Segment Open

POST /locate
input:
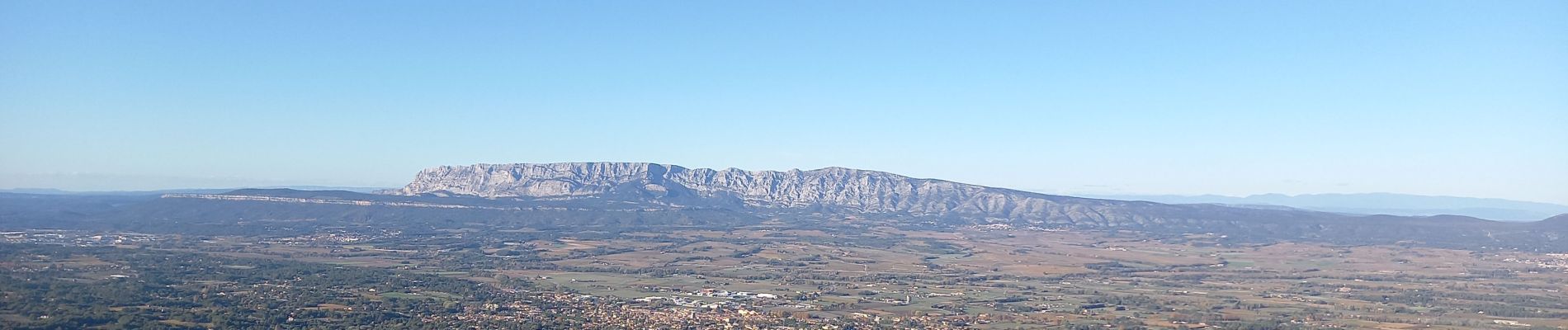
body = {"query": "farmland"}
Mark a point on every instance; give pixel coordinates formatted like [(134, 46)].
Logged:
[(979, 277)]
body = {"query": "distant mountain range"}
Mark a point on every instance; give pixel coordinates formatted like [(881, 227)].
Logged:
[(1377, 204), (607, 195)]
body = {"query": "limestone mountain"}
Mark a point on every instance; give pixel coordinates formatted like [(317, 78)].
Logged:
[(833, 188)]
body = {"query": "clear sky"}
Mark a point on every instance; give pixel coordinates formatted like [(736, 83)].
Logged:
[(1155, 97)]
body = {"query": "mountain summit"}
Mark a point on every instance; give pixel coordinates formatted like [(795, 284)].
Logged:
[(831, 188)]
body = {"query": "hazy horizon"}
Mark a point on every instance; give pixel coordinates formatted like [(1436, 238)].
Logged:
[(1231, 99)]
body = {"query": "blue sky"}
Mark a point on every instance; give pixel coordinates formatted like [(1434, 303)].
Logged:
[(1073, 97)]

Segment Closed

What to produce
Every line of the listing must be reproduced exactly, though the pictures are to be left out.

Solution to this exercise
POST /locate
input:
body = {"query": "farmland"}
Mark a point on every instance; give pixel coordinates formatted like [(134, 46)].
Logged:
[(979, 277)]
body = {"query": "distant mountain range"}
Mark a point on every instance; give pixel coordinates formatted like [(881, 227)].
Logged:
[(1377, 204), (607, 195)]
body = {"query": "limestone mountain"}
Mark a point on every instance; give pixel coordinates formatted like [(317, 78)].
Logged:
[(833, 188)]
body = {"query": "clear sky"}
Mark a point on every instance; give pixel coordinates formatted like [(736, 83)].
Logged:
[(1155, 97)]
body = {"query": "mountain summit"}
Mark a point on every instance; give pixel coordinates formatted like [(795, 284)].
Logged:
[(831, 188)]
body = {"query": "hazy horizon"}
Mark a point on every instance; give pixel coordinates formatted like [(1436, 238)].
Logged:
[(1231, 99)]
body = {"query": "blue sky"}
Mark a point on every instance; give pixel coordinates formatted like [(1434, 303)].
Logged:
[(1073, 97)]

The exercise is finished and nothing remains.